═════ The input ═════

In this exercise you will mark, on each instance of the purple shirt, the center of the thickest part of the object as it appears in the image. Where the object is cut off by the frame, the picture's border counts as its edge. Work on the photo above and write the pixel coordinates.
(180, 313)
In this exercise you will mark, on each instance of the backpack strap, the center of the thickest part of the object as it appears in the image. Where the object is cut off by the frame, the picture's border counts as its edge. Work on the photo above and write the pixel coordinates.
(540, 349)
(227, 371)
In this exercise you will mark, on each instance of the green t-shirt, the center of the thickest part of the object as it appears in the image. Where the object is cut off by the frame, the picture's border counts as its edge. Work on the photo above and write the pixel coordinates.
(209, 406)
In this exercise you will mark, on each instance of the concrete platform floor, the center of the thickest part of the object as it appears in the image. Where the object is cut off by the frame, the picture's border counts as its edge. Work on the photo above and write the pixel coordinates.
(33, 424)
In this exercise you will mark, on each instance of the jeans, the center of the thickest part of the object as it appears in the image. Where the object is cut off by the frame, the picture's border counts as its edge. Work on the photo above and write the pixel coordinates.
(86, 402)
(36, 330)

═════

_What the task asks_
Repeat the material in full, exactly as it stands.

_Answer box_
In this exercise you will mark, on each instance of the purple shirt, the center of the thickest part of the object as it appears in the image. Where the object is cut off by the frame, the picture's border counts as its edge. Work on the photo above and write the pixel coordinates.
(180, 313)
In this exercise you will mark, on each instance of the backpack strap, the center of the thickest part of the object as it appears in the image. Where the object is cut off by the frame, the picture's border counts as its edge. Work on the photo above and write the pixel coordinates.
(540, 349)
(227, 371)
In this exercise you will mark, on each instance of the green t-shirt, the center of the thickest part of the object as it appears in the image. Where the object is cut off by the frame, the picture's border counts as its edge. Work on the photo above and write the pixel coordinates.
(209, 406)
In this exercise you will mark, on each instance of the concrete platform floor, the center of the thickest part of the object as it appears in the image. Where the object is cut off by the frame, the picture's border counts as its edge. Work on the photo above and write the pixel coordinates.
(33, 424)
In this exercise you will mark, on each instance of the jeans, the center of the thickest part of the object as it appears in the image. Where the object is cut off by the frame, the picture's border counts as its edge. Work on the photo above and write the pixel coordinates.
(86, 402)
(36, 330)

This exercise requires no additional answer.